**Page:**
It would be nicer if we could add some useful labels to this instead
of just a raw seismogram. Perhaps getting some information about
this particular earthquake and the station it was recorded at. We
will use the IRIS
FDSNWS
station
web service to get the station and channels and the USGS
FDSNWS
event
web service to get the earthquake. Since we will have the
locations for the quake and station, we might as well plot them on a
map. We can use
Leaflet
, a
javascript map library
that creates nice looking maps and has lots of flexibility, for this.
Seisplotjs includes leaflet and provides helper functions in the
seisplotjs.leafletutil
module.
We can add some additional styling to size the map. Because the quake and the station are more or less east west of each other, we can use a map that is relatively narrow vertically, but spans the entire window.
<style>
sp-station-quake-map {
height: 300px;
width: 90%;
}
sp-seismograph {
height: 300px;
}
</style>
First, we will create the map in the html, centering it on 34/-100 and at zoom level 5. The World Ocean Base tile layer gives a nice background.
<sp-station-quake-map centerLat="34" centerLon="-100" zoomLevel="5" fitBounds="false"
tileUrl="https://services.arcgisonline.com/arcgis/rest/services/Ocean/World_Ocean_Base/MapServer/tile/{z}/{y}/{x}"
tileAttribution="Tiles © Esri — Sources: GEBCO, NOAA, CHS, OSU, UNH, CSUMB, National Geographic, DeLorme, NAVTEQ, and Esri" >
</sp-station-quake-map>
The markers on the map can also be styled with css, using the
quakeMarker
and
stationMarker
selectors. However, because we are using
custom HTML elements
, they
are insulated from the CSS in the containing page, so we have to inject
the CSS into the element. Many of the seisplotjs elements have a
addStyle()
method that will
put the CSS into the correct place.
We will change the color from the default red and blue to illustrate. Note that the station icon is actually a div that contains a triangle unicode character, \u25B2, while the quake marker is a circle created from an svg path element and so we use stoke and fill instead of color.
const mymap = document.querySelector('sp-station-quake-map');
mymap.addStyle(`
div.stationMapMarker {
color: rebeccapurple;
}
path.quakeMapMarker {
fill: orange;
stroke: yellow;
fill-opacity: 0.25;
}
`);
Then we will create the queries for the quake and station.
Again, both of these queries
are asynchronous and so we will have to use promises. We first create
both the
EventQuery
and
StationQuery
objects. The time range on the event query means the earthquake happened
within the window, but for the station query it means the station was
active (or at least existed) during some part of the window, i.e. it overlaps.
let queryTimeWindow = sp.util.startEnd('2019-07-01', '2019-07-31');
let eventQuery = new sp.fdsnevent.EventQuery()
.timeRange(queryTimeWindow)
.minMag(7)
.latitude(35).longitude(-118)
.maxRadius(3);
let stationQuery = new sp.fdsnstation.StationQuery()

**Given problem:**
Answer these from the seisplotjs tutorial:
(a) At what zoom level is the map created?
(b) What color does the station marker get?
(c) What minimum magnitude does the event query set?

**Data extract:**
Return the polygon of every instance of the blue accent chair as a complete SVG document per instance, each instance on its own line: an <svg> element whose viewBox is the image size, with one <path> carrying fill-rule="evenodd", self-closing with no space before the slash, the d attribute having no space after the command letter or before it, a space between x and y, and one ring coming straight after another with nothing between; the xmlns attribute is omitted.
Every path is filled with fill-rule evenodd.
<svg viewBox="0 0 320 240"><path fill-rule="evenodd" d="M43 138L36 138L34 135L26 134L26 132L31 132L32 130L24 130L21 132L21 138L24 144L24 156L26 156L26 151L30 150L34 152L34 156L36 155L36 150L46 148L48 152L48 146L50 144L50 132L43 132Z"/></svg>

**Response to the exercise:**
(a) 5
(b) rebeccapurple
(c) 7